## Exercise objective
Report each line in the data below that contains the word "orange", copying every such line in full.

## Raw data
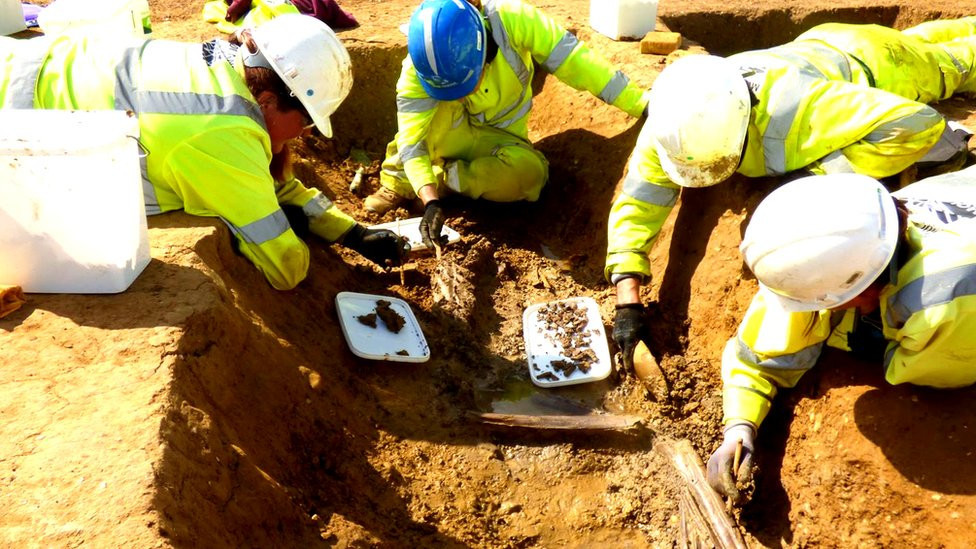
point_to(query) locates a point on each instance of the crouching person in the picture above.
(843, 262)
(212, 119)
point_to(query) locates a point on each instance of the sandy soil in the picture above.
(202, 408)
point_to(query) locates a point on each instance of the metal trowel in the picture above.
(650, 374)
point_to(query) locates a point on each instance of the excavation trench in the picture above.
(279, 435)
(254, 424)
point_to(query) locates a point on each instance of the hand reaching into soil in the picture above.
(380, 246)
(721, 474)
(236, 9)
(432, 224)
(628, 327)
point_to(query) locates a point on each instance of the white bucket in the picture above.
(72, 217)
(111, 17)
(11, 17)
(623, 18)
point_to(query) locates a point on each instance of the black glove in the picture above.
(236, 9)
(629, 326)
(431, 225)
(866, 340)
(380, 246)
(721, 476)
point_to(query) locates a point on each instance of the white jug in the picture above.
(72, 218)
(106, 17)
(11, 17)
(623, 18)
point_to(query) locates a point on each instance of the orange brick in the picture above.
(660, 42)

==

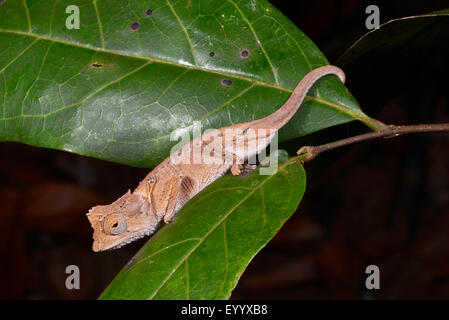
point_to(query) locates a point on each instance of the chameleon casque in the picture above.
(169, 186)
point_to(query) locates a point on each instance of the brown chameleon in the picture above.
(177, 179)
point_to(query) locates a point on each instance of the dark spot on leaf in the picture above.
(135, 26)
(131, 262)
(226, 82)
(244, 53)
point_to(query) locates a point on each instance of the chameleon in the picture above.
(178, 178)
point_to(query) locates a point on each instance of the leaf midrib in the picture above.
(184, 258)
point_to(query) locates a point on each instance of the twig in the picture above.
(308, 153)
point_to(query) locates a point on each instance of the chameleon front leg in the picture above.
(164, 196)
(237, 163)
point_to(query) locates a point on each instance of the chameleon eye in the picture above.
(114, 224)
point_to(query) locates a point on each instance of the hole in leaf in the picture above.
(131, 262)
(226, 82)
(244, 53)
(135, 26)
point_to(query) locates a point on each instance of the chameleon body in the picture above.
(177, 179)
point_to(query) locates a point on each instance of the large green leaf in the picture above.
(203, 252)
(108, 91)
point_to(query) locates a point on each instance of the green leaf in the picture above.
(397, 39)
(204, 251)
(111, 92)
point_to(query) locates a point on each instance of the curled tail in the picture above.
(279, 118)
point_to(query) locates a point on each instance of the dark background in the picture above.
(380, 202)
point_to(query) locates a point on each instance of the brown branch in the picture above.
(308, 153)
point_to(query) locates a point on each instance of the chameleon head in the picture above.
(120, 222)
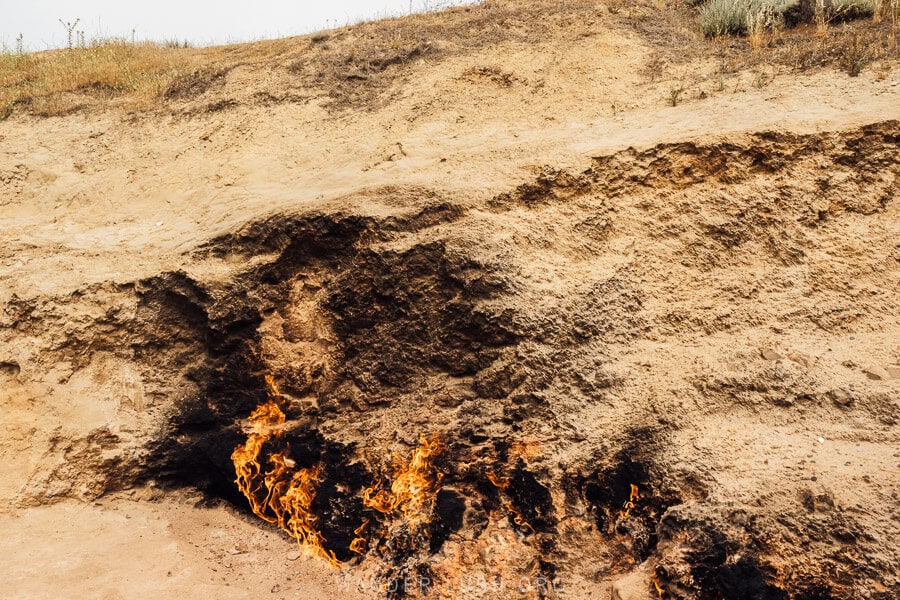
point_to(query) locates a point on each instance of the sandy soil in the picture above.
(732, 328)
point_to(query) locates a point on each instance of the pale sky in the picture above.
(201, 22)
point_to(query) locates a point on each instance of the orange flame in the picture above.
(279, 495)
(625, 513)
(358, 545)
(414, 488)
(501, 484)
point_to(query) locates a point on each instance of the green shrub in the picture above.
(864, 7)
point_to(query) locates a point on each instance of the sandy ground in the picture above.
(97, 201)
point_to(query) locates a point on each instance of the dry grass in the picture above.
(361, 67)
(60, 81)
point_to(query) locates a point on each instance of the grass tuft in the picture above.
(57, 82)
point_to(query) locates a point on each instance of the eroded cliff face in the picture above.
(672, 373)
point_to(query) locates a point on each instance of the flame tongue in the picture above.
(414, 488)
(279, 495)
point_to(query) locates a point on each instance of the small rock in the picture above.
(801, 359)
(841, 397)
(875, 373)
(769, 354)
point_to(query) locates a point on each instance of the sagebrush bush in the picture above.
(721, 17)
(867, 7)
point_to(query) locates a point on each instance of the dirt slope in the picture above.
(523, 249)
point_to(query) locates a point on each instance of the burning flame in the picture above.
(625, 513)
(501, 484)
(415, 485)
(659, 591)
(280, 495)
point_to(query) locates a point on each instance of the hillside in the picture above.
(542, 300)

## Correct answer
point_to(query) locates a point on each instance of the orange brick in the picture above.
point_to(query) locates a point on each instance of the orange flame in the picture above.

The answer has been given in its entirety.